PROBLEM DETAILS: Print every one of the entries below verbatim, without changing a single character.

A run of entries
+ + + +

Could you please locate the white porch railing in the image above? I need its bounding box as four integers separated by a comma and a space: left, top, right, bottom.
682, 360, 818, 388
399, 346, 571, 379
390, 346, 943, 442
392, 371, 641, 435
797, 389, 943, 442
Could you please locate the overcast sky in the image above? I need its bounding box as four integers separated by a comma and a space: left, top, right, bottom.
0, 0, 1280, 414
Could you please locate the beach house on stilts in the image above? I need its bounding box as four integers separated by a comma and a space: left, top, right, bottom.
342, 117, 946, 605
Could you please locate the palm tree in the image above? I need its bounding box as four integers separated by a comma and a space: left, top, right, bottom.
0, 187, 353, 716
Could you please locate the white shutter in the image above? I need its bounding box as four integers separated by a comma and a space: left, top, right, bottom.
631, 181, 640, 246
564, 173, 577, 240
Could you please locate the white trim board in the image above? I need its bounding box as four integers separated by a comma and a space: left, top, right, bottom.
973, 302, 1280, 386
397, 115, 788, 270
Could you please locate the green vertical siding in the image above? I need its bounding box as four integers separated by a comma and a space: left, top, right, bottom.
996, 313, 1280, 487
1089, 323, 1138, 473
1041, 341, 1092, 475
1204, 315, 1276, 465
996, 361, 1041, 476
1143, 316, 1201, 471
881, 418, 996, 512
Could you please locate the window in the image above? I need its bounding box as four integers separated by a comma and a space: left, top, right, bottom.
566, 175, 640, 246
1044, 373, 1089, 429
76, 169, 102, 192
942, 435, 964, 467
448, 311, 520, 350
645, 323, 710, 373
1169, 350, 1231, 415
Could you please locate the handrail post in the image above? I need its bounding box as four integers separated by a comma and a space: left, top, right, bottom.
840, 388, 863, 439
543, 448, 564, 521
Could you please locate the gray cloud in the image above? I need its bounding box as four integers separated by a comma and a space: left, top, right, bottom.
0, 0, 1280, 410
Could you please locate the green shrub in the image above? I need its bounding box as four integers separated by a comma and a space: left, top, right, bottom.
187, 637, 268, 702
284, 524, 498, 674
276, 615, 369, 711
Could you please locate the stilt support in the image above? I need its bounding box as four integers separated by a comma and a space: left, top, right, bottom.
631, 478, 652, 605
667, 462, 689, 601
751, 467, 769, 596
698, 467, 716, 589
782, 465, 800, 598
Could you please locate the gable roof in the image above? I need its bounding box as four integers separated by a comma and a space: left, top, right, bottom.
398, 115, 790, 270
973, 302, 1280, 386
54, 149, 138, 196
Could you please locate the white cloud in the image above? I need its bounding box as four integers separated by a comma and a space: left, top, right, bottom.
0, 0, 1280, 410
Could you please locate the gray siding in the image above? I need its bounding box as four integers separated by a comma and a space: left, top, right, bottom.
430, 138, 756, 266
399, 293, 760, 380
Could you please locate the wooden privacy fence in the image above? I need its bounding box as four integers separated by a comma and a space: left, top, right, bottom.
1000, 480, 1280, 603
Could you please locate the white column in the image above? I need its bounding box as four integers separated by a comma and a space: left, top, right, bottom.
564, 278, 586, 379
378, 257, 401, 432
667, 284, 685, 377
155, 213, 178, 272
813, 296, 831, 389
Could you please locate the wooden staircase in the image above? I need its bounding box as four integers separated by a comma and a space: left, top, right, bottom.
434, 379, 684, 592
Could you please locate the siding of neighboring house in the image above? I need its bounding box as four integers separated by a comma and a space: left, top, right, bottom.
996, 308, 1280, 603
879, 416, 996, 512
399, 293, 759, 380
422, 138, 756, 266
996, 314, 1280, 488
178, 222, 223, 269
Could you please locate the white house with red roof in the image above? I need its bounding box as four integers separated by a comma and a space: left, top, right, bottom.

+ + + +

RESULT BELOW:
Could you please locate the white porch railing in the image above? I need its bounding box as four integers separated by a comma and a space: left, top, right, bottom.
682, 360, 818, 388
399, 346, 571, 379
390, 346, 943, 442
392, 371, 641, 435
797, 389, 943, 442
Could you please locate the overcast sky in the image above? I need its bounding box as four integers separated by a comma and a space: left, top, right, bottom.
0, 0, 1280, 414
Could you please locate the beach house on stilts in the image above? I need its bounding box as four integers separated by a comma and a space: left, top, right, bottom.
342, 117, 946, 605
Could you please locate the palm tree in the image above? I need its bounding box as four integers separated by a comma and a space: left, top, right, bottom.
0, 187, 353, 716
Could you please locate the white shutter in the image above? I need its bounding box as four integers separated by a comma and a space: left, top, right, bottom.
631, 181, 640, 246
564, 173, 577, 240
Could you please locate the white trim board in the image above? I need its bounding box as four integers separated by a comma and a space: left, top, right, bottom.
973, 302, 1280, 386
397, 115, 788, 270
Could you please locate the green vertical siding in the image above? I need its bounding box as four integers separated by a comma and a space: left, top, right, bottom.
996, 313, 1280, 487
1089, 323, 1138, 473
1041, 341, 1092, 475
1204, 315, 1276, 465
996, 361, 1041, 476
1143, 316, 1201, 471
881, 418, 996, 512
Could you please locate the window in the image above? I need its bounding box as four integers separated by a comma and a space: left, top, right, bottom.
566, 175, 640, 246
1044, 373, 1089, 429
76, 169, 102, 192
942, 435, 964, 467
448, 311, 520, 350
645, 323, 710, 373
1169, 350, 1231, 415
Could you please locate the handrail post in the image above? I need its bounding box as four integers separated by a comma and a space: left, top, right, bottom.
840, 388, 863, 439
543, 448, 564, 521
Could you please locate the gray cloud in the image above? I need its bounding box as four integers separated by a comma and a space: left, top, right, bottom.
0, 0, 1280, 410
Could you please locate the green shrub in the image above? I need its bounding box as four integers separated by a comma and a space: left, top, right, bottom.
187, 637, 268, 702
284, 524, 498, 674
276, 615, 369, 711
Could you please locate the stilt support in the image above? I need its bounding box as four integers separated by a comma and a space: left, top, right, bottom.
631, 478, 652, 605
667, 462, 689, 601
751, 467, 769, 596
698, 467, 716, 589
782, 465, 800, 598
Could you please locate the gable roof in the image above? I need its bounding box as four integers separated by a comma and a space: left, top, right, bottom.
398, 115, 790, 270
973, 302, 1280, 386
54, 149, 138, 196
Could you please locate the white cloud in the image above? I need its bounding box as four integers separated by a comma and a space: left, top, right, bottom.
0, 0, 1280, 410
Could you please locate the gray siding in the image above? I need its bounding box as four integers separated by a comma and a space: left, top, right, bottom.
430, 138, 756, 266
399, 293, 760, 380
Could you please locate the wooden privacy fence in the image above? I need its bounding box as four integers separated by a comma and a space: left, top, right, bottom.
1000, 480, 1280, 603
Could you please locate the white column in the image above? I need its bounding box as four integers separated by a comma and a space: left, top, right, bottom.
564, 278, 586, 379
378, 257, 401, 432
667, 284, 685, 377
155, 213, 178, 272
813, 296, 831, 389
Could you please locate the wooden staircase in the image above? I need its bounding box as four integers separated by a comma and a space: left, top, right, bottom.
434, 379, 684, 592
Could you please locate the siding of neighboring house in the image above? I need its bounding box as four integers separated by a comma and a space: left, top, right, bottom.
996, 308, 1280, 603
879, 416, 996, 512
399, 293, 759, 380
422, 138, 756, 266
996, 314, 1280, 488
178, 222, 223, 269
Could you please locate the white house with red roof in the image above? I need its bounding box as four integers separated by a comma and a space: left, top, right, bottom.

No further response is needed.